● **REQUIRED ACTION**
Please transcribe the listing below exactly, but only from the line containing "x=553, y=271" through its last line.

::::::::::

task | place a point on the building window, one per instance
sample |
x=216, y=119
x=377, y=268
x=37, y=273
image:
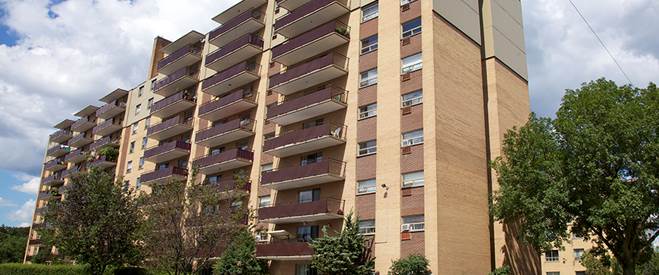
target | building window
x=367, y=148
x=412, y=27
x=411, y=63
x=370, y=11
x=412, y=223
x=369, y=44
x=411, y=99
x=367, y=111
x=412, y=138
x=551, y=256
x=366, y=186
x=413, y=179
x=367, y=227
x=264, y=201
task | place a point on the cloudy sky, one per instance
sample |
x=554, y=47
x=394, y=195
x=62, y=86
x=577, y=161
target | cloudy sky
x=57, y=56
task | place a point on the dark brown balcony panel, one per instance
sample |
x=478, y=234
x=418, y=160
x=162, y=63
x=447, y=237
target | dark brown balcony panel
x=284, y=251
x=306, y=45
x=309, y=74
x=309, y=16
x=327, y=209
x=233, y=103
x=176, y=81
x=301, y=176
x=82, y=125
x=111, y=109
x=248, y=22
x=61, y=136
x=170, y=128
x=234, y=52
x=318, y=103
x=58, y=150
x=226, y=132
x=173, y=104
x=228, y=160
x=168, y=151
x=108, y=127
x=305, y=140
x=164, y=175
x=234, y=77
x=180, y=58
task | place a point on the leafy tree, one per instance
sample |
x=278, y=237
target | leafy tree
x=97, y=223
x=343, y=253
x=594, y=167
x=412, y=265
x=240, y=257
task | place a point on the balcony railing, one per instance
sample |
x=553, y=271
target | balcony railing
x=325, y=209
x=318, y=103
x=233, y=103
x=301, y=176
x=312, y=73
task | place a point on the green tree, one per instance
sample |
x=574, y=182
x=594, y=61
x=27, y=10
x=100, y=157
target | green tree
x=98, y=223
x=594, y=167
x=344, y=253
x=411, y=265
x=240, y=257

::::::::::

● **ANSWER BOX**
x=553, y=271
target | balcony railing
x=325, y=209
x=318, y=103
x=233, y=103
x=301, y=176
x=312, y=73
task | place a point on the green tree, one per instance
sample |
x=574, y=182
x=594, y=61
x=27, y=10
x=100, y=157
target | green tree
x=98, y=223
x=594, y=167
x=344, y=253
x=411, y=265
x=240, y=257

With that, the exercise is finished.